[[ SOURCE DOCUMENT, beginning ]]

Immediately after the Merger, there were approximately 18,164,801 shares of Common Stock outstanding. Immediately after the Merger, the former Private Molecular stockholders, warrantholders and optionholders owned approximately 65.6% of the fully-diluted Common Stock, with the Registrant’s stockholders and warrantholders immediately prior to the Merger, whose warrants and shares of the Registrant’s common stock remain outstanding after the Merger, owning approximately 34.4% of the fully-diluted Common Stock, in each case, without giving effect to the issuance of shares of Common Stock in the Concurrent Financing and the Takeda Equity Financing, and excluding, in each case, out-of-the money securities. Immediately after the Merger, giving effect to the issuance of shares of Common Stock in the Concurrent Financing and the Takeda Equity Financing, there were approximately 26,880,857 shares of Common Stock outstanding.

[[ SOURCE DOCUMENT, end ]]

Copy out the passage on share ownership after the Merger word for word, in full.

[[ COLLECTED DATA, beginning ]]

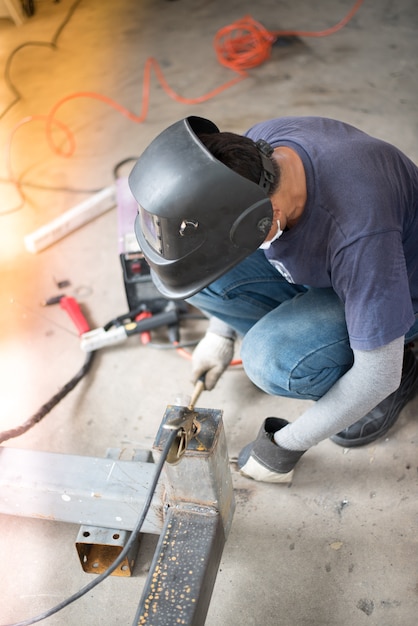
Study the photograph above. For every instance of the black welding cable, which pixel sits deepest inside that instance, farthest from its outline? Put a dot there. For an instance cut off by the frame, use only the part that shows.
(131, 541)
(48, 406)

[[ COLLECTED DATA, end ]]

» **TASK RESPONSE**:
Immediately after the Merger, there were approximately 18,164,801 shares of Common Stock outstanding. Immediately after the Merger, the former Private Molecular stockholders, warrantholders and optionholders owned approximately 65.6% of the fully-diluted Common Stock, with the Registrant’s stockholders and warrantholders immediately prior to the Merger, whose warrants and shares of the Registrant’s common stock remain outstanding after the Merger, owning approximately 34.4% of the fully-diluted Common Stock, in each case, without giving effect to the issuance of shares of Common Stock in the Concurrent Financing and the Takeda Equity Financing, and excluding, in each case, out-of-the money securities. Immediately after the Merger, giving effect to the issuance of shares of Common Stock in the Concurrent Financing and the Takeda Equity Financing, there were approximately 26,880,857 shares of Common Stock outstanding.